(Data records)
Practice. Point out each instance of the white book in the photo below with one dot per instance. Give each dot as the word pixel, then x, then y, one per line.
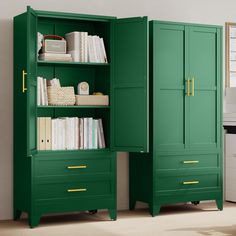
pixel 90 133
pixel 45 91
pixel 48 132
pixel 53 134
pixel 102 133
pixel 99 136
pixel 90 49
pixel 38 92
pixel 95 134
pixel 104 50
pixel 67 130
pixel 96 59
pixel 85 133
pixel 76 121
pixel 81 131
pixel 42 98
pixel 85 46
pixel 99 49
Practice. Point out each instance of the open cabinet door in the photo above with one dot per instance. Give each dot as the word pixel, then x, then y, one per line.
pixel 31 79
pixel 129 85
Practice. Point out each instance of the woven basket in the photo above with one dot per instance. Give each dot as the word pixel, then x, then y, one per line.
pixel 61 96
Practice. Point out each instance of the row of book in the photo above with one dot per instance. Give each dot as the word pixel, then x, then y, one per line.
pixel 42 94
pixel 70 133
pixel 86 48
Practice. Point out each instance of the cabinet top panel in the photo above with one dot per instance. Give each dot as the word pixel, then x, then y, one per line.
pixel 184 23
pixel 66 15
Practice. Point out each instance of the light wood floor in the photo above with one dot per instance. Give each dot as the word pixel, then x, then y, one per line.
pixel 178 220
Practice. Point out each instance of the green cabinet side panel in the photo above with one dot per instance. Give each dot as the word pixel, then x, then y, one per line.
pixel 169 90
pixel 129 88
pixel 203 108
pixel 31 81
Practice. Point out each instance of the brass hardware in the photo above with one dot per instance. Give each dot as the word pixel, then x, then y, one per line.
pixel 190 182
pixel 188 87
pixel 77 190
pixel 23 81
pixel 190 162
pixel 193 87
pixel 76 167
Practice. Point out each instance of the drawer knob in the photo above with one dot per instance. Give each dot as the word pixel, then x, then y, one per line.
pixel 76 167
pixel 190 182
pixel 76 190
pixel 190 162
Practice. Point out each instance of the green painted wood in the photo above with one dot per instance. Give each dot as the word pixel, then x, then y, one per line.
pixel 41 178
pixel 203 109
pixel 21 164
pixel 31 81
pixel 185 128
pixel 129 88
pixel 169 86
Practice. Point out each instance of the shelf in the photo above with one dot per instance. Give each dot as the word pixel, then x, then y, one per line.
pixel 65 63
pixel 72 151
pixel 73 107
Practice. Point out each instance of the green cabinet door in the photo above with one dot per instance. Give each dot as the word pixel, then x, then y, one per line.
pixel 129 85
pixel 169 86
pixel 203 109
pixel 31 81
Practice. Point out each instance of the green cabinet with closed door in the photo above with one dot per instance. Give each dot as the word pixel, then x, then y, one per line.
pixel 185 159
pixel 56 181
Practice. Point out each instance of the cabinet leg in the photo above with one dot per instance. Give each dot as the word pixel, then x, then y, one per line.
pixel 17 214
pixel 219 204
pixel 154 209
pixel 112 214
pixel 33 220
pixel 132 204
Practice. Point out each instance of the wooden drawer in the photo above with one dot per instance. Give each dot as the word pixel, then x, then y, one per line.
pixel 54 165
pixel 71 189
pixel 187 182
pixel 187 161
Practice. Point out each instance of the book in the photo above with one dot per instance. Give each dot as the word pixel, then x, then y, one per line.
pixel 48 131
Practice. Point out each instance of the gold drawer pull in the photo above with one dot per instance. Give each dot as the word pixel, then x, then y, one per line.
pixel 190 182
pixel 23 81
pixel 76 190
pixel 76 167
pixel 190 162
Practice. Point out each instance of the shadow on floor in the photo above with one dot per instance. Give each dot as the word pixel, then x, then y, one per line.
pixel 211 231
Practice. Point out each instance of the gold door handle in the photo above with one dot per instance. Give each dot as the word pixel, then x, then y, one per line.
pixel 190 182
pixel 76 190
pixel 190 162
pixel 193 88
pixel 188 87
pixel 23 81
pixel 77 167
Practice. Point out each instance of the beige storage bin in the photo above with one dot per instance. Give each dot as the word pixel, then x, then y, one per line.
pixel 61 96
pixel 92 100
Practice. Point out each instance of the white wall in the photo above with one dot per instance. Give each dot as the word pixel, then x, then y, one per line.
pixel 199 11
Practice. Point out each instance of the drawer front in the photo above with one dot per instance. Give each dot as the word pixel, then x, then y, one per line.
pixel 187 182
pixel 52 166
pixel 187 161
pixel 73 189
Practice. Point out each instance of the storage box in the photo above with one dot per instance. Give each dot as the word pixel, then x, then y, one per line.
pixel 61 96
pixel 92 100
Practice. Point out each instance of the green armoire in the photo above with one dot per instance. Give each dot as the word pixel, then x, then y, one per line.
pixel 185 159
pixel 56 181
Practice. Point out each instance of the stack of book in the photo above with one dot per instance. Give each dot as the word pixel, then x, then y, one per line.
pixel 55 57
pixel 42 91
pixel 86 48
pixel 70 133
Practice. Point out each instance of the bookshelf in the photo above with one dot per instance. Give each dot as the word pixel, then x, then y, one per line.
pixel 57 181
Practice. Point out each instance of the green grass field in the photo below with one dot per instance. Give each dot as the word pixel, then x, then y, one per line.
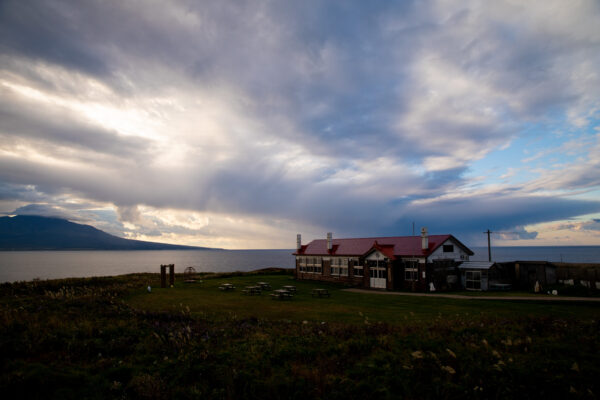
pixel 342 306
pixel 108 337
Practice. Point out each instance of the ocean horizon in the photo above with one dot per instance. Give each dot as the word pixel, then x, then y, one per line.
pixel 54 264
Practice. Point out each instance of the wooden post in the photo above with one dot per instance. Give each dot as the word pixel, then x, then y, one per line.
pixel 163 276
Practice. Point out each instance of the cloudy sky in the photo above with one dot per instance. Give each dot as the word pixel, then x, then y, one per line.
pixel 238 124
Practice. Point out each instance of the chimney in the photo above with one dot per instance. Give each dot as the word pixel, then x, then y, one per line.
pixel 424 239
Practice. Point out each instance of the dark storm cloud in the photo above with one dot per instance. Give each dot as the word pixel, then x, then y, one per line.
pixel 24 122
pixel 355 116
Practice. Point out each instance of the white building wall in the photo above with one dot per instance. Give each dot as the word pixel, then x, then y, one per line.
pixel 458 254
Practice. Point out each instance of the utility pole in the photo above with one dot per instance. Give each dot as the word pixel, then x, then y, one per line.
pixel 489 247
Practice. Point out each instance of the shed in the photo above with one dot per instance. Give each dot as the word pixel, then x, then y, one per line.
pixel 482 275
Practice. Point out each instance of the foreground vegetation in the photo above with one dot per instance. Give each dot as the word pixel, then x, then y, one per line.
pixel 110 338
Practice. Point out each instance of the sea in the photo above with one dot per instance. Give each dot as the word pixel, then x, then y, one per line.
pixel 28 265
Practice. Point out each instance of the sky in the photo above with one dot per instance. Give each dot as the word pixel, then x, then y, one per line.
pixel 238 124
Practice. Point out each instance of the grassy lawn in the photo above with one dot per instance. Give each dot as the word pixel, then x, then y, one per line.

» **Exercise details**:
The result should be all the records, retyped exactly, with no pictures among them.

» **Exercise answer**:
Practice. Point out each instance of the white book in the photo below with one dot per instance. Give each dot as the word pixel, then x, then y, one per line.
pixel 90 133
pixel 45 91
pixel 48 132
pixel 53 134
pixel 102 133
pixel 99 136
pixel 90 49
pixel 38 92
pixel 95 134
pixel 104 50
pixel 67 130
pixel 96 59
pixel 85 133
pixel 76 121
pixel 81 131
pixel 42 98
pixel 85 46
pixel 99 49
Practice. Point out each instance of the open cabinet door in the photo above with one dot per instance. Give each dot as the word pixel, then x, then y, one per line.
pixel 31 79
pixel 129 85
Practice. Point out each instance of the woven basket in the photo above with one dot per instance. Give each dot as the word pixel, then x, then y, one per line.
pixel 61 96
Practice. Point out each instance of the row of book in the photo above with one dot per instance. Give each dot as the word pixel, then x, then y, one per line.
pixel 42 94
pixel 70 133
pixel 86 48
Practice. Point out each instance of the cabinet top panel in the photo above with one dot per instance. Give each dot as the word pixel, then x, then y, one per line.
pixel 184 23
pixel 66 15
Practice. Point out each instance of the light wood floor in the photo above with one dot per instance. Give each dot as the word pixel, then x, then y, one per line.
pixel 178 220
Practice. Point out each instance of the green cabinet side panel in the photo above with one dot per instance. Give each dot as the word pixel, then x, then y, one per line.
pixel 169 90
pixel 129 88
pixel 203 108
pixel 31 81
Practice. Point out each instance of the brass hardware in the photo above with one dot per instance. Give each dot as the word pixel, then x, then y, one per line.
pixel 190 182
pixel 188 87
pixel 77 190
pixel 23 81
pixel 190 162
pixel 193 87
pixel 76 167
Practice. Point out each instance of the drawer knob in the photo above with one dot per instance. Give each dot as the word pixel, then x, then y, one per line.
pixel 76 167
pixel 190 182
pixel 76 190
pixel 190 162
Practice. Point out each instance of the green painted wood in the photo above with one dot per instance. Give each dot as the word pixel, then x, then y, one per line.
pixel 41 178
pixel 203 109
pixel 21 164
pixel 31 81
pixel 185 128
pixel 129 88
pixel 169 86
Practice. Point out each instance of the shelf in the photo above with one dot per instance. Give each dot as the word pixel, then x, then y, one per line.
pixel 65 63
pixel 72 151
pixel 73 107
Practice. Point out each instance of the green cabinet door in the photo above with one dot per instance. Give each dot as the word pixel, then x, then y, one per line.
pixel 129 85
pixel 169 86
pixel 203 109
pixel 31 81
Practice. Point out each instance of the green cabinet with closed door in the photo above with one dot per instance. Give each dot as the word pixel, then x, then y, one per line.
pixel 185 159
pixel 56 181
Practice. Point out each instance of the cabinet leg in the photo above with one dot per instance. Give each dot as the word pixel, then x, then y, one per line.
pixel 17 214
pixel 219 204
pixel 154 209
pixel 112 214
pixel 33 220
pixel 132 204
Practice. Point out each instance of the wooden drawer in the photo above with one dot per instance. Give each dot as the word pixel, then x, then y, one per line.
pixel 54 165
pixel 71 189
pixel 187 182
pixel 187 161
Practice. Point out each instance of the book in the photo above with one dot per instance. Give each dot as the word pixel, then x, then y, one per line.
pixel 48 131
Practice. Point out each instance of the gold drawer pull in the photo above with one dot per instance. Give each dot as the word pixel, then x, then y, one per line.
pixel 190 182
pixel 23 81
pixel 76 190
pixel 76 167
pixel 190 162
Practice. Point out each instance of the shadow on floor in the photo above with one dot per instance. Give each dot as the word pixel, then x, then y, one per line.
pixel 211 231
Practice. Point out each instance of the gold door handle in the photo above with one dot per instance. Give each dot as the word pixel, then x, then y, one per line.
pixel 190 182
pixel 76 190
pixel 190 162
pixel 193 88
pixel 188 87
pixel 23 81
pixel 77 167
Practice. Point out each instance of the beige storage bin in the photo above with one dot per instance. Give each dot as the word pixel, then x, then y, one per line.
pixel 61 96
pixel 92 100
Practice. Point out each instance of the white wall in the photo above with one dot per instance. Give each dot as the word pixel, then x, then y, one per line.
pixel 199 11
Practice. Point out each instance of the drawer front in the photo above with one dot per instance. Give each dot as the word pixel, then x, then y, one per line.
pixel 187 182
pixel 52 166
pixel 187 161
pixel 73 189
Practice. Point out each instance of the storage box in the photo above with one dot per instance. Give each dot as the word pixel, then x, then y, one per line.
pixel 61 96
pixel 92 100
Practice. Point out each instance of the green armoire in the photo above with one dot per instance. Give each dot as the word pixel, then x, then y, one per line.
pixel 185 159
pixel 56 181
Practice. Point out each instance of the stack of book in the photo above with one dot per instance. Give each dot as the word pixel, then x, then y, one per line.
pixel 55 57
pixel 42 91
pixel 86 48
pixel 70 133
Practice. Point out each instance of the bookshelf in the photo above with one dot per instance. Give each dot as the word pixel, then x, then y, one per line.
pixel 57 181
Practice. Point out each instance of the green grass field in the photo below with one dot per instance. Give each dot as the word pixel, then x, then y, one per line.
pixel 342 306
pixel 108 337
Practice. Point out each instance of the ocean horizon in the photo above with one dot per instance. Give each dot as the word pixel, then x, then y, one per line.
pixel 54 264
Practice. Point out each instance of the wooden post in the photo above with one dot per instance. Give each dot as the word pixel, then x, then y, one per line.
pixel 163 276
Practice. Point out each instance of the cloudy sky in the photo above with one dot per instance. Give each dot as the word pixel, then x, then y, one per line.
pixel 238 124
Practice. Point out each instance of the chimney in the photo above with one dot per instance. Give each dot as the word pixel, then x, then y, one per line.
pixel 424 239
Practice. Point out each instance of the dark storm cloud in the photo above with one dot per instance. Give each dot as the word pixel, then x, then y, one per line.
pixel 24 122
pixel 355 116
Practice. Point out each instance of the white building wall in the photo above with one dot per instance. Give each dot as the word pixel, then x, then y, one per line.
pixel 458 254
Practice. Point out each instance of the utility pole in the photo above with one dot per instance. Give each dot as the word pixel, then x, then y, one per line.
pixel 489 247
Practice. Point out each instance of the shed in the photo above with one dot per instance. Give each dot as the word pixel, then x, then y, one per line.
pixel 482 275
Practice. Point out each instance of the foreground vegetation in the photo above with one dot per instance. Give each dot as the word pixel, then x, then y, one per line.
pixel 110 338
Practice. Point out each instance of the sea in the photo above with one dot per instance. Give each dot as the word pixel, then x, then y, one per line.
pixel 28 265
Practice. Point out each instance of the sky in the photo above with one dot per instance. Give each dot as the word pixel, then x, then y, one per line.
pixel 238 124
Practice. Point out each instance of the grassy lawn in the photo above with one dot per instance. Give each dot as the word pixel, then x, then y, one per line.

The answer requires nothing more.